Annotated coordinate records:
──────────────────────────────
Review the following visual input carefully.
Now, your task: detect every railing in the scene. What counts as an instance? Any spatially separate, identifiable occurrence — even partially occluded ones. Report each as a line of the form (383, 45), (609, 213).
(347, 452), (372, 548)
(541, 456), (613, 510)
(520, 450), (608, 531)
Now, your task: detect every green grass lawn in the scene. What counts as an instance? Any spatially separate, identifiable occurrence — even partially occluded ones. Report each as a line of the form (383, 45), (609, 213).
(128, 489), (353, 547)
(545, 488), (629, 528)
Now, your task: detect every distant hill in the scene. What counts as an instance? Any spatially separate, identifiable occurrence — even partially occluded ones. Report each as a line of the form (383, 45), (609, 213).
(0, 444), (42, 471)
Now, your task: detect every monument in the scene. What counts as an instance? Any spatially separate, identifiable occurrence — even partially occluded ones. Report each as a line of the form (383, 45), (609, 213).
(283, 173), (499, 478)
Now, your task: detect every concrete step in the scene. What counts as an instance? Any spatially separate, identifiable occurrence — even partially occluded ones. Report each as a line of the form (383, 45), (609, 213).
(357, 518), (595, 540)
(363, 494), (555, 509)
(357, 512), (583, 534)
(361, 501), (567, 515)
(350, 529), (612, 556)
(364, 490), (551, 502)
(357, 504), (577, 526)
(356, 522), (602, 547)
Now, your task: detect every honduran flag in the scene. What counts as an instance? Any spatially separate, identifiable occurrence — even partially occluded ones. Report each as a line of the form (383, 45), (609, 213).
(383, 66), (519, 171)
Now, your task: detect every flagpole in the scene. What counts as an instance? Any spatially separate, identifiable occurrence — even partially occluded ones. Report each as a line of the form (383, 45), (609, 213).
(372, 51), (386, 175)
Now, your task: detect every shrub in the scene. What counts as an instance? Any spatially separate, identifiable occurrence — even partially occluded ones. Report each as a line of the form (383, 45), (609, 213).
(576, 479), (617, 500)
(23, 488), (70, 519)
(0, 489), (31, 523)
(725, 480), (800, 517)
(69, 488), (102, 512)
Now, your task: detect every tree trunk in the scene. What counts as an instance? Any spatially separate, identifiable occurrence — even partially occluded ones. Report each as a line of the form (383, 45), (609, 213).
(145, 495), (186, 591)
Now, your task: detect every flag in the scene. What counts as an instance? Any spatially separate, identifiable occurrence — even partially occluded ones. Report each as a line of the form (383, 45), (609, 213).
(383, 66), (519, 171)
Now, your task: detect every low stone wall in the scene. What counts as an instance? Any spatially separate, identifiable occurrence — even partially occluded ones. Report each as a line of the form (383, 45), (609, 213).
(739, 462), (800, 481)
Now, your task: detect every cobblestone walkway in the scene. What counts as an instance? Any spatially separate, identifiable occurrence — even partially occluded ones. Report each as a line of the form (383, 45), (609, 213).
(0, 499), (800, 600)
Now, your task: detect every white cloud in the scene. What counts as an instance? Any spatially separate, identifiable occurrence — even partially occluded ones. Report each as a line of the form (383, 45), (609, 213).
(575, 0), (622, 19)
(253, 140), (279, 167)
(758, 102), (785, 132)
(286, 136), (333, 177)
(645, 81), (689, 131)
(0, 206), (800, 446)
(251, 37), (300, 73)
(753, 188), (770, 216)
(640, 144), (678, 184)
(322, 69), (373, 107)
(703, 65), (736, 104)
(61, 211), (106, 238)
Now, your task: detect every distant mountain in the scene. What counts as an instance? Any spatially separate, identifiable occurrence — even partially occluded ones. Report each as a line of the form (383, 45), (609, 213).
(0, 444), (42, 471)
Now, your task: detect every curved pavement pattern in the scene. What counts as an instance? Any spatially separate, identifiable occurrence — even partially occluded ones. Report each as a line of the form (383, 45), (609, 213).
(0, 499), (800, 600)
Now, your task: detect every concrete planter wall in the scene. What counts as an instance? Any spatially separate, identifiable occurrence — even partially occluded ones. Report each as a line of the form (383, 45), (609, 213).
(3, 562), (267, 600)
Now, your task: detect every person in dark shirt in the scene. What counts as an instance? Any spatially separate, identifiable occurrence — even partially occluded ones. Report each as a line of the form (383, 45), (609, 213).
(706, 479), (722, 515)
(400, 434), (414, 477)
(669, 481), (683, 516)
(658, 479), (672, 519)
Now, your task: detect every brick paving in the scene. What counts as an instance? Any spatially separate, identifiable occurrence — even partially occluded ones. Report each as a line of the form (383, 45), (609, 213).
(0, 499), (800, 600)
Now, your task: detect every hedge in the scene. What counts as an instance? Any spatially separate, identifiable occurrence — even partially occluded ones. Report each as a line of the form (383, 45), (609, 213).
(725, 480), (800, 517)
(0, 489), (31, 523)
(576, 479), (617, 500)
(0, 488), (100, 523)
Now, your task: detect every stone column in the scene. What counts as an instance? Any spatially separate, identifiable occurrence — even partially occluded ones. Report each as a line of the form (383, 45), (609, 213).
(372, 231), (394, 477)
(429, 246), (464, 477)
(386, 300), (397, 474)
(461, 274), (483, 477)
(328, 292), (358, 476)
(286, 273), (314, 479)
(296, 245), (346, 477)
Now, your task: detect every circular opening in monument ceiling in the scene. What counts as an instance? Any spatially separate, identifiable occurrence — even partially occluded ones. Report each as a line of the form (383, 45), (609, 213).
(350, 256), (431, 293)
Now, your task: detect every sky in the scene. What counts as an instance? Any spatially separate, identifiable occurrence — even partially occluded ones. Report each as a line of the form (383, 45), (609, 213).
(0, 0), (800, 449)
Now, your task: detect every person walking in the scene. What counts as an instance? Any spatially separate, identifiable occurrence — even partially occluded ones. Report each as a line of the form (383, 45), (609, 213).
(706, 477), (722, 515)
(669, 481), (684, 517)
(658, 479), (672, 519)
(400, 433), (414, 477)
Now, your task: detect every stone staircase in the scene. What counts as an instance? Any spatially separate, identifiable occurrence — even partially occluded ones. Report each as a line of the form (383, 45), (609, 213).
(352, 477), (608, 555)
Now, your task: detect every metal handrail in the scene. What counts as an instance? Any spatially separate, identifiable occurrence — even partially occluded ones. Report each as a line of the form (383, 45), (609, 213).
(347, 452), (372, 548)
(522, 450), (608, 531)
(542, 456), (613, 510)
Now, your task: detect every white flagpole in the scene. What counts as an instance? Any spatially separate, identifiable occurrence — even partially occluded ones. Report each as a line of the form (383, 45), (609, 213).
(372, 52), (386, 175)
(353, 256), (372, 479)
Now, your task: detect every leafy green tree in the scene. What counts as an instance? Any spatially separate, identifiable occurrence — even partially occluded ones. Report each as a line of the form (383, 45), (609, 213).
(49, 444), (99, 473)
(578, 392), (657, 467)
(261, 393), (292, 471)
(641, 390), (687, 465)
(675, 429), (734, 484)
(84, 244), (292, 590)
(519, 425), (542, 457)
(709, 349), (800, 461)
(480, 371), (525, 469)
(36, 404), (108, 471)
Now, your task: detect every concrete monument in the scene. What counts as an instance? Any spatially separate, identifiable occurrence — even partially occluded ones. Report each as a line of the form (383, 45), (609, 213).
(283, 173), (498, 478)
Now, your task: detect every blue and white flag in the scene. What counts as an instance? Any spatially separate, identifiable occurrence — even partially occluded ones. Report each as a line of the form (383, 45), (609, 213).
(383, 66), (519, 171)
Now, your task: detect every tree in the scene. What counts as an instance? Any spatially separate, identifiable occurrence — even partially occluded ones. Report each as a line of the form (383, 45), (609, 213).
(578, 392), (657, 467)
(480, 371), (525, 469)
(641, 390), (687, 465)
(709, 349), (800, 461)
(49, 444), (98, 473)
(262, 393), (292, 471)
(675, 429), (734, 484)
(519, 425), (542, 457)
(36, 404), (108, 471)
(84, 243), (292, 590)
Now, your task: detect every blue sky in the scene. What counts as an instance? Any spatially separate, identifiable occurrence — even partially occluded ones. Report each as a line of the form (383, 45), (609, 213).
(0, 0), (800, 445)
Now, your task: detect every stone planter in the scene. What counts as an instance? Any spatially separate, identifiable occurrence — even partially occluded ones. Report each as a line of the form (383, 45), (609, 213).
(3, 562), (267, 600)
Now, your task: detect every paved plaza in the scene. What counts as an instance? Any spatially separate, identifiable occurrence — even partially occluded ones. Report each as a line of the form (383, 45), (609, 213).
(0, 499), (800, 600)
──────────────────────────────
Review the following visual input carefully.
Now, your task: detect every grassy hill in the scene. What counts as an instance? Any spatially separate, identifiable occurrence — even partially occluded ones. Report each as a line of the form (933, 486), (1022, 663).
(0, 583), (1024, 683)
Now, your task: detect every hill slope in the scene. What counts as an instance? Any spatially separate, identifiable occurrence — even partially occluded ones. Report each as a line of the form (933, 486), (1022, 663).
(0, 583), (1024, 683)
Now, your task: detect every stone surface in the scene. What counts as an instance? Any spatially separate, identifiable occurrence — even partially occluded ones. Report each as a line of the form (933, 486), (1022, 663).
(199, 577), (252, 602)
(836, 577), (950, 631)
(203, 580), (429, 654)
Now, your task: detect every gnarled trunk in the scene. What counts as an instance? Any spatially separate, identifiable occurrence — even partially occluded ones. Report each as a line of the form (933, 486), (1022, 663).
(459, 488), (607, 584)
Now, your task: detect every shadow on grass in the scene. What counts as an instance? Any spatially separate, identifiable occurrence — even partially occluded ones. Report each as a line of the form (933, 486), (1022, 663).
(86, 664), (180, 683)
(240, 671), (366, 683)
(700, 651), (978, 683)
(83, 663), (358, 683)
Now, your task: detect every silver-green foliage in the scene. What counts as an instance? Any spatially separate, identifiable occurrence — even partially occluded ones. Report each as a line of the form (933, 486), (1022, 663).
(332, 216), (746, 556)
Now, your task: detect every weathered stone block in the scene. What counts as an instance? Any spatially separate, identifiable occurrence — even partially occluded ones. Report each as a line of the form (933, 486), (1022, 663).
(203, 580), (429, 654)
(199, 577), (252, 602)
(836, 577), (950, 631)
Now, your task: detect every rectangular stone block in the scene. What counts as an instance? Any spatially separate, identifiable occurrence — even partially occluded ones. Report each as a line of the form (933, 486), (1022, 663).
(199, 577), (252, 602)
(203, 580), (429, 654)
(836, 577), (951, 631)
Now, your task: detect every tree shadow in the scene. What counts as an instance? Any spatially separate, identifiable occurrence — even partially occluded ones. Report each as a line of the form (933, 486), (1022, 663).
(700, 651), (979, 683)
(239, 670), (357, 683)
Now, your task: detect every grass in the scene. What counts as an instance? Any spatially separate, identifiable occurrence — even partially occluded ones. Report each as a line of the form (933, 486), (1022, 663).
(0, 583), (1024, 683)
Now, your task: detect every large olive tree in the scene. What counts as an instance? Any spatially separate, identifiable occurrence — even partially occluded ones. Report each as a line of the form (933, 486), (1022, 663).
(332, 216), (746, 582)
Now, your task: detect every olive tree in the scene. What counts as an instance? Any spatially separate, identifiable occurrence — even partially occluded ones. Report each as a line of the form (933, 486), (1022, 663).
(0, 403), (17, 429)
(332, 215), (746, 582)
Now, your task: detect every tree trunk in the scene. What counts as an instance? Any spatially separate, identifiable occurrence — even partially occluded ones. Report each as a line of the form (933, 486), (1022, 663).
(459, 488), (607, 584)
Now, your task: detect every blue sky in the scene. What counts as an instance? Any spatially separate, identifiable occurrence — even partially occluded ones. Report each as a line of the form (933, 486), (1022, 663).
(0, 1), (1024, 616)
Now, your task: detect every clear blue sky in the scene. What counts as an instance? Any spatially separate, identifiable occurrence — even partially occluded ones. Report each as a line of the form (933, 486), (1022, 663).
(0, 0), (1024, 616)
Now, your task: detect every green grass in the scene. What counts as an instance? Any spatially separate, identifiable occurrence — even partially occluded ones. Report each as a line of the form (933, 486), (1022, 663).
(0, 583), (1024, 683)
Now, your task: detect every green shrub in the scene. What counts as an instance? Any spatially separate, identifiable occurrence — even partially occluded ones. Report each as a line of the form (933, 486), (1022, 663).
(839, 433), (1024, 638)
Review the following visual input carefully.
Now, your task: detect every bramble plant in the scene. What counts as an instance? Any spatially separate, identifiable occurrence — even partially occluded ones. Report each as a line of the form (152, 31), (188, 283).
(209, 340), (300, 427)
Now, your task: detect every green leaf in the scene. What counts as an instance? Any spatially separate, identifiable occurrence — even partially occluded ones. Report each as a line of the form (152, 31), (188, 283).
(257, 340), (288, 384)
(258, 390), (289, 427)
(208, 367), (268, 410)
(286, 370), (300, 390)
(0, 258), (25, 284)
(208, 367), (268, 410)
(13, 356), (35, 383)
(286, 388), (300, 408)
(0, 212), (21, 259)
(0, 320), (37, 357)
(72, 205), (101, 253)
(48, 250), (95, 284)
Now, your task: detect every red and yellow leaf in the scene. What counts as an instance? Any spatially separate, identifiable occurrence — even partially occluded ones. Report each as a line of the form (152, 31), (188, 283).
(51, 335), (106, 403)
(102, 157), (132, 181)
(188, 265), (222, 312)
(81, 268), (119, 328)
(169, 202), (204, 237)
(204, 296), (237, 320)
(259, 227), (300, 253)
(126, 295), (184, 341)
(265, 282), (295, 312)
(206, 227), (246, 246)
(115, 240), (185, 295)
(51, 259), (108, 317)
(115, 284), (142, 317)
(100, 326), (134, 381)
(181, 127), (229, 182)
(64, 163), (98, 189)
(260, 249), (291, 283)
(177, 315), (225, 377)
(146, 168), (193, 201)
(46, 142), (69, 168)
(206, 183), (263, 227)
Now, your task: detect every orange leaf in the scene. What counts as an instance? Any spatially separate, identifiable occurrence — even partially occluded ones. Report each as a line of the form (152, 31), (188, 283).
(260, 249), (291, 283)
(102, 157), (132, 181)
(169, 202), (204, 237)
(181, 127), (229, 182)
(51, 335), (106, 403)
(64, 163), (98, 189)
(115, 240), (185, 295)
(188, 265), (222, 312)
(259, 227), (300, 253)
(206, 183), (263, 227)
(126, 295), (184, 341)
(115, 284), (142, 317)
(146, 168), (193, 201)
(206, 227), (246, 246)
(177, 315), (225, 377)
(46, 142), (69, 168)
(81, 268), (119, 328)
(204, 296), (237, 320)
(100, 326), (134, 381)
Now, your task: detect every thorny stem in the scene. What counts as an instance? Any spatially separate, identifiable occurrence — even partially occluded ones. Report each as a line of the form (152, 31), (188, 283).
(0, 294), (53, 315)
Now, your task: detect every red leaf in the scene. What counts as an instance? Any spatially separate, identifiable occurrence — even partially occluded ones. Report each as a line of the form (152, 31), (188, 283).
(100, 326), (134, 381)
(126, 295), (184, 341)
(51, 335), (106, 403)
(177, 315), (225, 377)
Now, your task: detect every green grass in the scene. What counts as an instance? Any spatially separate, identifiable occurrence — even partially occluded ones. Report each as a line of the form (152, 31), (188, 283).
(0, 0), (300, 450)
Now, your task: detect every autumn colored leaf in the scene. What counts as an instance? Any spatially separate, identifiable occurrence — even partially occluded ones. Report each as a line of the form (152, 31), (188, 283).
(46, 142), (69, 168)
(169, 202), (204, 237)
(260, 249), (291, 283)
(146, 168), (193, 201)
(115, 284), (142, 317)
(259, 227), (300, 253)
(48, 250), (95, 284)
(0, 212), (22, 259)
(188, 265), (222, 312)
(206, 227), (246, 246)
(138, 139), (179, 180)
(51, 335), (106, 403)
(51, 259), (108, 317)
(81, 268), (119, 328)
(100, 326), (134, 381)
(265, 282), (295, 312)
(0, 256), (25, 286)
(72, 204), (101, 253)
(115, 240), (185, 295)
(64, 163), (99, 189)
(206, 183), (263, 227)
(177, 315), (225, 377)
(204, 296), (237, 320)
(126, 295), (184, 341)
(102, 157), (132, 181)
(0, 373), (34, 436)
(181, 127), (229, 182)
──────────────────────────────
§ **YOUR OBJECTIVE**:
Rewrite the stretch from the line containing "Now, your task: detect every thorny" through the line containing "(0, 0), (300, 450)", both included, adding 17 to every coordinate in the answers and leaving the other lines as they are.

§ **OUTPUT**:
Now, your task: detect every thorny stem in the scene. What counts as an instance? Any spatially separate, identifiable occurrence — even partially occluded ones. Report each as a line of the form (152, 31), (188, 283).
(17, 311), (70, 332)
Now, your task: detect every red leaf in the scene. What counts as an instance? Any spatially separate, identifiable occurrence — even partially occluded ones. Report each as a line of the form (152, 31), (188, 283).
(117, 343), (151, 398)
(143, 312), (201, 358)
(68, 352), (123, 420)
(194, 332), (242, 394)
Now, your task: detect every green grass in the scene. What counts as an instance? Any spatially separate, identifiable occurrence — even partially occluded ones. Report each as a line of the form (152, 31), (188, 283).
(17, 17), (317, 467)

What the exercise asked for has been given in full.